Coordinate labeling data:

════════════════

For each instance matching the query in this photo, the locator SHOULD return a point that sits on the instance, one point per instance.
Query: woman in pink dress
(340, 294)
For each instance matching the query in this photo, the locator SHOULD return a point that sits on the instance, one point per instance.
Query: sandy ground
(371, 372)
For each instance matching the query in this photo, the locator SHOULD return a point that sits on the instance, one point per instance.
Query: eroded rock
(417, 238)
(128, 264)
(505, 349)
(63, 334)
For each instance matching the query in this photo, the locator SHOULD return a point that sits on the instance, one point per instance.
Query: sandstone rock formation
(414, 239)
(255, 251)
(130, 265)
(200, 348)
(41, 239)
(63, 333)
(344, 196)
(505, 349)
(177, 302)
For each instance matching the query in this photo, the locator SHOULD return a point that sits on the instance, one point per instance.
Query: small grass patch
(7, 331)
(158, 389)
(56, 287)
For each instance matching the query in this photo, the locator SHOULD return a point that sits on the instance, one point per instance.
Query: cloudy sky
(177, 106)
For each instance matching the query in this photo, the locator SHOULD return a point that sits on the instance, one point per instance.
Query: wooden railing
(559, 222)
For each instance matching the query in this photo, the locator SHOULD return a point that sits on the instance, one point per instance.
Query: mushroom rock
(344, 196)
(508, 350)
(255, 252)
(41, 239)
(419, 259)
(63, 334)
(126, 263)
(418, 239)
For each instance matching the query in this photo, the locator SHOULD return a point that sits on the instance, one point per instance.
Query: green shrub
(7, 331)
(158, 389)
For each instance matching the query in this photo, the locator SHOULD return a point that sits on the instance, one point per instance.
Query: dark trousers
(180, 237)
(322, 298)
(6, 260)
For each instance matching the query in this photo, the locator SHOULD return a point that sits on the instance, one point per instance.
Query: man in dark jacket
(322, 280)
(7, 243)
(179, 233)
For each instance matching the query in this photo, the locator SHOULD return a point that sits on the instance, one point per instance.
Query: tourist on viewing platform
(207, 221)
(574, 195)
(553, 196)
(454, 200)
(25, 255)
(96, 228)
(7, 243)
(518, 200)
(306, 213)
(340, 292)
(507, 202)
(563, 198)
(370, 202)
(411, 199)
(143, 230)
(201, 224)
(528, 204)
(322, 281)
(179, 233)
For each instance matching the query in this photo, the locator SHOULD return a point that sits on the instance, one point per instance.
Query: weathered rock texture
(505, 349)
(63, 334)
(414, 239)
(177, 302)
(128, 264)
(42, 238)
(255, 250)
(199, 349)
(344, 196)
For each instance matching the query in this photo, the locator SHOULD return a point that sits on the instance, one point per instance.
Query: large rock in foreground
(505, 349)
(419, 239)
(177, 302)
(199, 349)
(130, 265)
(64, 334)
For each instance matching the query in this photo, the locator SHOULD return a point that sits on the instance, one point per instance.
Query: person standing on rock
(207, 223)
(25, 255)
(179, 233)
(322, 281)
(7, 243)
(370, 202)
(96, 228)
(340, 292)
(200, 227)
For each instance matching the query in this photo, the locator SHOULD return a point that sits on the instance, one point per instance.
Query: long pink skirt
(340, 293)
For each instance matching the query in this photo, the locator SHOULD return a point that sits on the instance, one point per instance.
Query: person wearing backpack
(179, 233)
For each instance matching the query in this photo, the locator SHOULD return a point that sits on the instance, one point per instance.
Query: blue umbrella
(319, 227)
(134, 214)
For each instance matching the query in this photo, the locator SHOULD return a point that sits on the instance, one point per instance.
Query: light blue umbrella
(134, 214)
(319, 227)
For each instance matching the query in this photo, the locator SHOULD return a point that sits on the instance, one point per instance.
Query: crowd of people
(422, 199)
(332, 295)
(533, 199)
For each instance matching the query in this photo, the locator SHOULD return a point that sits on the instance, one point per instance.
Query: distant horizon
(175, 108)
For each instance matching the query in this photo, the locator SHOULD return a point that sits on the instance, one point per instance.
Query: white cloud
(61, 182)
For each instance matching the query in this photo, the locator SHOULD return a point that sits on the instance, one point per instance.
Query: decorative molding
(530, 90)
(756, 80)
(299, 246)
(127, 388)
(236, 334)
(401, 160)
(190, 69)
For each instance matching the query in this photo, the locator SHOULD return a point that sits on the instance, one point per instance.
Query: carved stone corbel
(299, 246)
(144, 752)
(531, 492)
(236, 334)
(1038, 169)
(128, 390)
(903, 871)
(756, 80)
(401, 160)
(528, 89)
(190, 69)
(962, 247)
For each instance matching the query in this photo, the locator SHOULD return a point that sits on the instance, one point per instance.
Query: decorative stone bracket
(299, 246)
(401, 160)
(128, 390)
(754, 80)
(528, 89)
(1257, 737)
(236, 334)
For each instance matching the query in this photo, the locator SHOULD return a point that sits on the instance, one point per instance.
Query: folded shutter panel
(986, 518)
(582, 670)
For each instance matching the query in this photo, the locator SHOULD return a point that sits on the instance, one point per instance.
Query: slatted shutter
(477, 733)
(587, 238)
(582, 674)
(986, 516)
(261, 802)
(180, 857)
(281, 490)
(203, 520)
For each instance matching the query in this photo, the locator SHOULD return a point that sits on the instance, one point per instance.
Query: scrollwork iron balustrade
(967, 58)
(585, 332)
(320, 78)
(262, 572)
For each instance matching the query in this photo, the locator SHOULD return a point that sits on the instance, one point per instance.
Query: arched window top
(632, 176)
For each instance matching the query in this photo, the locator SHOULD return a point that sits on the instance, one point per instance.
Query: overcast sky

════════════════

=== Given instruction ===
Reproduce all of the records exactly.

=== Answer for this exercise ===
For each instance matching the query in this photo, the locator SHOULD return a point that sits on the instance, one point per instance.
Query: woman in pink dress
(340, 294)
For each instance matching the query in this photo, the locator SHOULD return a point that sits on the instance, one point per instance.
Query: sandy ground
(371, 372)
For each instance matching the query in this photo, the locator SHOULD return a point that sits on the instance, one point per instance.
Query: eroded rock
(417, 238)
(128, 264)
(505, 349)
(63, 334)
For each instance matching the query in this photo, the locator SHOULD return a point that sits on the instance, one point per instance.
Query: sandstone rock formation
(414, 239)
(255, 251)
(130, 265)
(200, 348)
(41, 239)
(63, 333)
(344, 196)
(505, 349)
(177, 302)
For each instance matching the query in this photo, the locator SHOULD return a point that sits on the instance, one point per instance.
Query: small grass patch
(7, 331)
(158, 389)
(56, 287)
For each instance matching the query in this photo, the locator SHOULD return a point that sits on the instance, one point per instance.
Query: cloudy sky
(177, 106)
For each instance matching the query in this photo, the locator SHOULD return a point that sits on the instance, one point per instance.
Query: wooden railing
(559, 222)
For each instance matching the query in this photo, the locator SHOULD return a point that sits on the instance, one point per instance.
Query: mushroom rock
(344, 196)
(508, 350)
(255, 252)
(41, 239)
(419, 259)
(63, 334)
(126, 263)
(418, 239)
For each instance matching the query in this photo, the locator SHOULD return a point that sits on the instance, one point per instance.
Query: green shrub
(7, 331)
(158, 389)
For each instance matching the query in this photo, the locator SHOULD return a point that sits on the instance, one point per instance.
Query: dark trousers
(180, 237)
(322, 298)
(6, 260)
For each instance matching the query in this photo, the locator SHOULD return a point that sits on the instance, one point per instance.
Query: man in dark jacket
(322, 280)
(7, 243)
(179, 233)
For each instance matching the query in this photo, the locator SHOULD return a point that sits on the instance, one point per instance.
Query: tourist on viewing platform
(207, 221)
(574, 195)
(553, 196)
(454, 200)
(25, 255)
(96, 228)
(7, 243)
(518, 200)
(306, 213)
(340, 292)
(507, 202)
(563, 198)
(370, 202)
(411, 199)
(143, 230)
(201, 224)
(528, 204)
(322, 281)
(179, 233)
For each instance matching the query in this photo, the locator SHOULD return a point that sits on the instance, one point per instance.
Query: weathered rock texture
(505, 349)
(63, 334)
(414, 239)
(177, 302)
(128, 264)
(42, 238)
(255, 250)
(199, 349)
(344, 196)
For each instance matching the query in this photo, the locator SHOULD return a point that sits on the instance, one point per instance.
Query: large rock in foreground
(505, 349)
(419, 239)
(177, 302)
(199, 349)
(130, 265)
(64, 334)
For each instance matching the query in this photo, the locator SHOULD return a point that sits on the instance, one point per instance.
Query: person standing on rock
(207, 223)
(25, 255)
(179, 233)
(322, 281)
(7, 243)
(370, 202)
(96, 228)
(340, 292)
(200, 227)
For each instance matching the query in this photo, the locator SHOULD return a point that sits on the instance, one point per instance.
Query: long pink skirt
(340, 293)
For each instance matching the query in this photo, the locator SHOULD return a point that sits on the instance, one point per instance.
Query: person wearing backpack
(179, 233)
For each instance matching the query in this photo, the locator SHOULD return a point that sits on the instance, one point per instance.
Query: blue umbrella
(319, 227)
(134, 214)
For each instance matching the query in this photo, the locator SHOULD return a point that sits on the instance, one point per instance.
Query: light blue umbrella
(134, 214)
(319, 227)
For each instance matching the query in this photo, the locator SHOULD return a point that sits on the instance, one point per instance.
Query: crowd of people
(422, 199)
(332, 295)
(533, 199)
For each instance matching the query in this photo, the locator SHOULD return a point that sits on the instance, one point per instance.
Query: distant horizon
(175, 108)
For each instance matching the query in this photo, the locator SHOULD return a point that sits on the instance, one point per instance.
Query: white cloud
(61, 182)
For each instance matching the query in this photo, the locator SHOULD return a point that sits on the instance, one point per instance.
Query: decorative molding
(530, 90)
(756, 80)
(299, 246)
(127, 388)
(236, 334)
(401, 160)
(190, 69)
For each instance matching the query in this photo, the locator SHOULD return a point that sits on the instance, one point per instance.
Query: carved stone corbel
(299, 246)
(144, 752)
(531, 492)
(236, 334)
(1038, 169)
(128, 390)
(903, 871)
(756, 80)
(401, 160)
(528, 89)
(190, 69)
(962, 247)
For each instance matching the query in this photo, the locator SHOULD return a point that sits on the instance, one point per instance.
Query: decorative stone bracket
(299, 246)
(401, 160)
(128, 390)
(754, 80)
(528, 89)
(1257, 737)
(236, 334)
For each instance matching the query in this photo, the locator SHOULD return a point that sits on the instance, one point per instance.
Query: folded shutter panel
(986, 518)
(582, 670)
For each instance matching the query in this photo, the locator SHOULD return a point that sits on the instance, one point per instance.
Query: slatted shutter
(477, 733)
(587, 238)
(582, 674)
(986, 516)
(261, 802)
(180, 857)
(281, 490)
(203, 520)
For each instance matching the query in this photo, the locator SHOULD return a point that sits on the instance, one point per instance.
Query: scrollwork iron balustrade
(967, 58)
(585, 332)
(320, 78)
(262, 572)
For each instance matching the query in this photo, the locator SHOULD return a point that sits on the instance, one point per instance.
Query: arched window top
(632, 176)
For each instance matching the query in this photo, the locator SHOULD return a point that sits on the instance, one point per instance.
Query: overcast sky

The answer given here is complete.